Written problem 1:
In the interview transcript below, begin at the words "Ms. KAY: There" and stop after "of their photographs.". Write that span out again, changing "paintings" to "drawings".

___ Source passage

No, again, I try to be positive. I mean, one of the things that hadn't happened when I wrote this book, but the transportation bill that I've been talking about, the Intermodal Surface Transportation Efficiency Act, had some things, for example, such as putting day care in a mass-transit node so that, theoretically, somebody could drop off a kid and head to work. There are all these little solutions that we've basically denied by putting all our eggs in this one automobile basket.
LAMB: Show this photograph right here. It kind of opens your book up. Where is this photo from, and what's in that picture?
Ms. KAY: It's a drive-in movie from the '50s, the heyday of `take a Chevy to the levee,' and they're watching an airplane. And the train's in the background, and it's in the Midwest. And all the appurtenance of the automobile, including the--What was the word then?--smooching couple, are played out in that picture, which has its charm to all of us. I mean, it's the "American Graffiti" way of life.
LAMB: Where did you get this picture?
Ms. KAY: There are two collectors who had an art show and--about the automobile in art. And most of them were paintings, but this was one of their photographs.
LAMB: Where did the interstate highway system come from?
Ms. KAY: Well, it was a long way aborning, but it basically came to connect the cities across the nation. And it came from the post-military--the postwar impulse. The road gangs, so-called, that had run the war effort, the World War II war effort, were very much involved in both the new transference from making war goods to making military goods and were in the seats of power, and both urban mayors, who thought that these roads would give their cities some money, and the urge to stop the congestion and relieve--there was always, always congestion as soon as the automobiles started coming, and the solution was always to build more roads. I mean, let's build it before we're too old to enjoy it in the teens. Let's build it because our cities are impacted in the '20s, the 30s. And always, the solution was to widen and build.

I mean, `If you build it, they will come' is a cliche now, but that--that was always true, and that bred the interstate highway system for our automobiles. But it was not an accident, it seems to me, that it was called the Interstate Highway and Defense Act. And I talk about the sort of load, the cache of--C-A-C-H-E--cache of images that someone found that showed photographs of cities. There was a sweet little Swiss village, and underneath it said, `Unsafe in times of atomic attack.' And then there was the picture of the spaghetti highway: `Safe in times of nuclear attack.' I mean, this is the era of the atomic cafe And there was definitely the sense--we hid under our desks. And if there were an atomic attack, you were supposed to--and I remember this as a kid--you were supposed to be able to get in your car and head out. And I remember people thinking it was laughable, but it wasn't so laughable, either.
LAMB: Who started the highway system?
Ms. KAY: Oh, well, I think we're all co-responsible for that. But I thought it was very interesting that Dwight Eisenhower, who's not such a heavy in some aspects of the highway system, was leading one of the first convoys across the country after World War I when it started to pick up and the road-building urge spread. There were these very splashy, very colorful--and I must say I enjoyed reading about all that; I wasn't so anti-car that I couldn't enjoy, you know, the fun and games of going out on the road. And they go through these roads which were disgusting and rutted and pitted, and they're showing with these long convoys of Army cars how we could have a better American way. And of course, I enjoyed only one thing more, and that was the web of streetcars that laced the nation all but 200 miles in the earlier part of the century...
LAMB: What...
Ms. KAY: ...which I think was a tele--technological marvel, actually.

______
___ Information shown

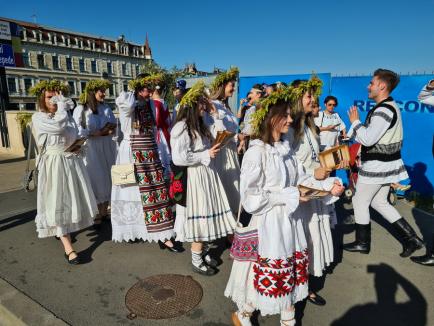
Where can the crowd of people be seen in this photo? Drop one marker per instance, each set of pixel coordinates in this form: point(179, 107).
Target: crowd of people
point(179, 182)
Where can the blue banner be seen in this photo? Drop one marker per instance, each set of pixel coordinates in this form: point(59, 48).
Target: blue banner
point(7, 58)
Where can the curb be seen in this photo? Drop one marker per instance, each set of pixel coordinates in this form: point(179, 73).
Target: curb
point(17, 309)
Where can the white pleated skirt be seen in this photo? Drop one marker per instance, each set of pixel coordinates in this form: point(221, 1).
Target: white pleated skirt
point(65, 202)
point(317, 226)
point(100, 155)
point(228, 168)
point(278, 279)
point(207, 215)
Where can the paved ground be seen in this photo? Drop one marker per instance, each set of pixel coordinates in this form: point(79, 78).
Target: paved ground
point(376, 289)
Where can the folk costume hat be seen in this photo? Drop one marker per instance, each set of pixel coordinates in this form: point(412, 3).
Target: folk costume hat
point(93, 85)
point(194, 95)
point(49, 85)
point(288, 94)
point(149, 82)
point(224, 77)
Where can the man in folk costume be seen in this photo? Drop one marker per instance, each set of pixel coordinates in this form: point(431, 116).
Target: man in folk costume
point(162, 124)
point(143, 210)
point(381, 139)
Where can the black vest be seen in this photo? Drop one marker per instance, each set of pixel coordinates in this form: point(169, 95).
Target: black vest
point(373, 152)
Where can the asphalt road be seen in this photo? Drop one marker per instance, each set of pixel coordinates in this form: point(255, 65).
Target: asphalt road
point(377, 289)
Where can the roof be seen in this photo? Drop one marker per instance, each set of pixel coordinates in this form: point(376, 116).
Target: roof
point(60, 30)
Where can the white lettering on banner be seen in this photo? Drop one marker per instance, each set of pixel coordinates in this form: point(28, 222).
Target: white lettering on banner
point(5, 30)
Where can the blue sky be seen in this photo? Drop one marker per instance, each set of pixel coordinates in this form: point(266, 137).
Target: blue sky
point(260, 37)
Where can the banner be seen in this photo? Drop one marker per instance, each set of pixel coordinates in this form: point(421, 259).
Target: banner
point(10, 45)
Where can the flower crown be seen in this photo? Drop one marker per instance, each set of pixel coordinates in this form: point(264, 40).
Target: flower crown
point(283, 94)
point(289, 94)
point(194, 94)
point(49, 85)
point(150, 82)
point(92, 86)
point(224, 77)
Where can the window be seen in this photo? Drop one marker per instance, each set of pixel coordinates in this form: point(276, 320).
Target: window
point(55, 62)
point(71, 85)
point(81, 65)
point(26, 59)
point(41, 61)
point(93, 66)
point(12, 86)
point(27, 84)
point(112, 90)
point(68, 64)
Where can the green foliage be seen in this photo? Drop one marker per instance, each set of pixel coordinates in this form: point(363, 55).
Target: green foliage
point(287, 94)
point(169, 79)
point(192, 97)
point(49, 85)
point(224, 77)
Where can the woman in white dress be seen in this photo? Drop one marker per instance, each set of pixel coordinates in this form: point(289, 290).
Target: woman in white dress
point(304, 140)
point(65, 201)
point(206, 215)
point(226, 161)
point(270, 174)
point(142, 210)
point(93, 118)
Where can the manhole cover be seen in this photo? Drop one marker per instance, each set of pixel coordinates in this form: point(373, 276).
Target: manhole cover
point(163, 296)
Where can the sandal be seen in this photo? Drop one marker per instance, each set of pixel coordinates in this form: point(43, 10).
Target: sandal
point(74, 261)
point(208, 271)
point(244, 320)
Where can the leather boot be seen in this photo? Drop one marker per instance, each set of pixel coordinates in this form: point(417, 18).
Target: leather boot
point(427, 259)
point(410, 241)
point(363, 240)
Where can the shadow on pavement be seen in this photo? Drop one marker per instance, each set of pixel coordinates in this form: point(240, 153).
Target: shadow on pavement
point(17, 220)
point(97, 237)
point(386, 311)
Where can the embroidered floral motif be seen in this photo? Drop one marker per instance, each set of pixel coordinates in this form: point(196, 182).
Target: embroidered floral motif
point(176, 189)
point(278, 277)
point(158, 215)
point(150, 178)
point(154, 196)
point(145, 156)
point(245, 246)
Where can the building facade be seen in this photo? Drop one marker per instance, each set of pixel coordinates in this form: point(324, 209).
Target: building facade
point(74, 58)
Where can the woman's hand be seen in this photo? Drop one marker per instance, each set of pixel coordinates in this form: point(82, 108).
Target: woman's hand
point(337, 189)
point(213, 151)
point(321, 173)
point(344, 164)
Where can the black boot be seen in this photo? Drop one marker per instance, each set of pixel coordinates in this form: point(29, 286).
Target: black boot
point(410, 241)
point(427, 259)
point(363, 240)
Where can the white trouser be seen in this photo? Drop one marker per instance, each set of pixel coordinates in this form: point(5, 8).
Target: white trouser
point(375, 196)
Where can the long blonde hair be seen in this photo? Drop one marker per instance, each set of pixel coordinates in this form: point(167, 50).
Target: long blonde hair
point(301, 119)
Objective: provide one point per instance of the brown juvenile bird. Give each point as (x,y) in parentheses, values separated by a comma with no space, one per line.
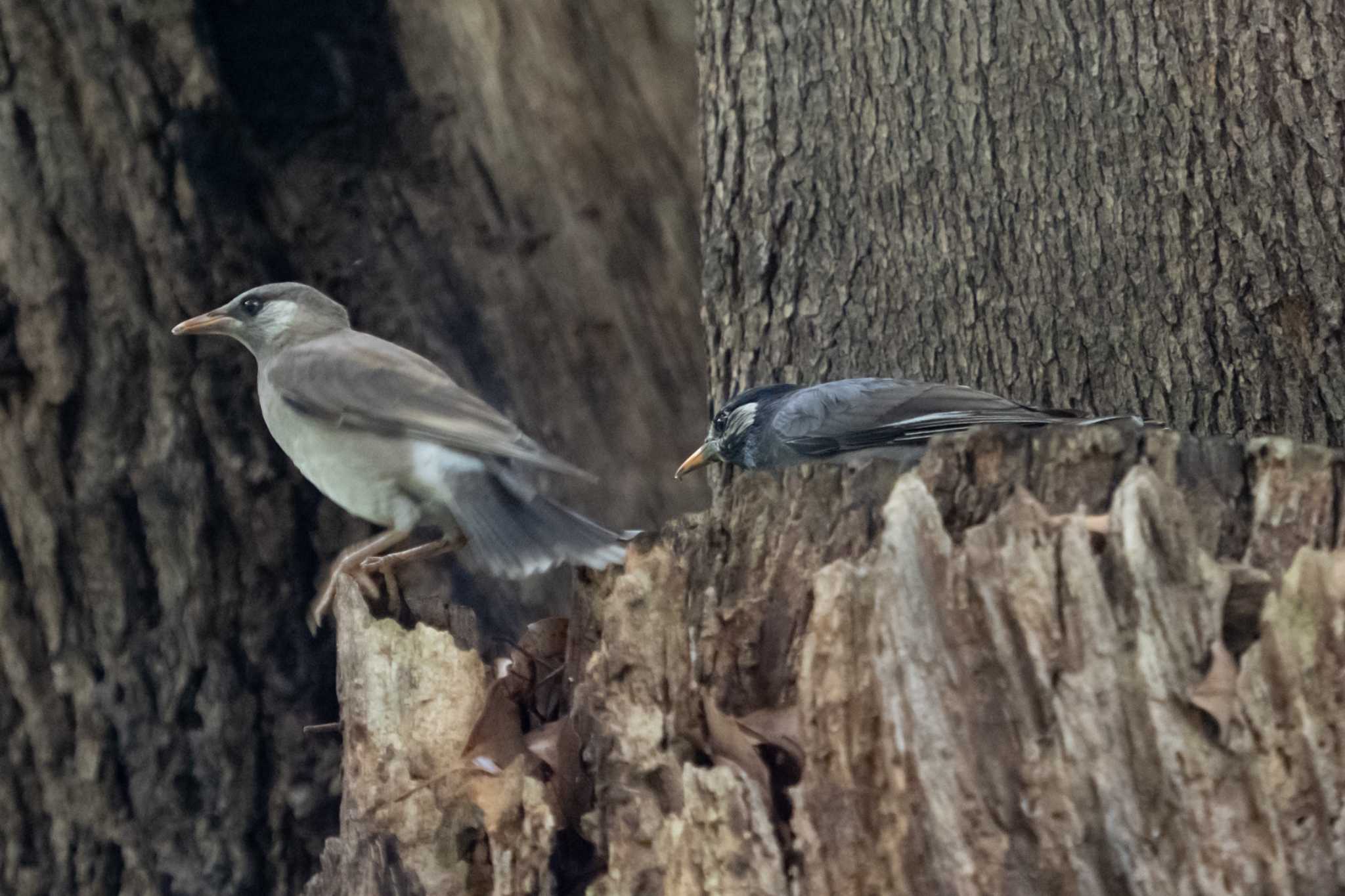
(390,438)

______

Written problem 2:
From the raw records above, reproduce word for word the lines starting at the line that has "Where can the window" and stopping after the line that has "point(68, 64)", both included.

Final result 1:
Ms. KAY: There are two collectors who had an art show and--about the automobile in art. And most of them were drawings, but this was one of their photographs.

Final result 2:
Where can the window be seen in this photo? Drop one marker per instance, each set of pixel coordinates in this form: point(276, 320).
Target: window
point(55, 62)
point(71, 85)
point(81, 65)
point(26, 59)
point(41, 61)
point(93, 66)
point(12, 86)
point(27, 84)
point(112, 90)
point(68, 64)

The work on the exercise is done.